**Your instructions:**
Your answer should be one number: the count of lines below that contain "link".

**Provided records:**
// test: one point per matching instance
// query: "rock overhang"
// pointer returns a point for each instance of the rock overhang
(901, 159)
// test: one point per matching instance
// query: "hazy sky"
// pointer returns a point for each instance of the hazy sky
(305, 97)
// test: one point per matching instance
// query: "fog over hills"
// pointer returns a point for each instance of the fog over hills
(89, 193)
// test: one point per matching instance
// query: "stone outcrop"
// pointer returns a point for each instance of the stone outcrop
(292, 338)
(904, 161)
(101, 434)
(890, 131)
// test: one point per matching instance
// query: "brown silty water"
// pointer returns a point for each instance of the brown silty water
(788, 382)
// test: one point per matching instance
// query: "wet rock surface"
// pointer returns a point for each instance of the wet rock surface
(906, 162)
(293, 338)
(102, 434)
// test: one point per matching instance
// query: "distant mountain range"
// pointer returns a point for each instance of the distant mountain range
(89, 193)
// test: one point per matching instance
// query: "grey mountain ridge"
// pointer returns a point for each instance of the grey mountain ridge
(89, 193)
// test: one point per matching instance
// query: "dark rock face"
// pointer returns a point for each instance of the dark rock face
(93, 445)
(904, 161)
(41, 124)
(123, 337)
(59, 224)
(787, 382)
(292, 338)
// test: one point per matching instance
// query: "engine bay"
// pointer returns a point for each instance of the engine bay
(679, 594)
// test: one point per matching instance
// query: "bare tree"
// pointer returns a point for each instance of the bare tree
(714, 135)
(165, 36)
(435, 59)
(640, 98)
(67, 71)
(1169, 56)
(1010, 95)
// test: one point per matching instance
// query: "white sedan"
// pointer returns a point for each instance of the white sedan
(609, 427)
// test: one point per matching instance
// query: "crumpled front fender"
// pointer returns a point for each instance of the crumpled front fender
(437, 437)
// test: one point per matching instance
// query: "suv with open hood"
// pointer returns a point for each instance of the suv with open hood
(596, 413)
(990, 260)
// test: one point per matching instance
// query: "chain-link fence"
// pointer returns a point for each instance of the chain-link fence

**Response below:**
2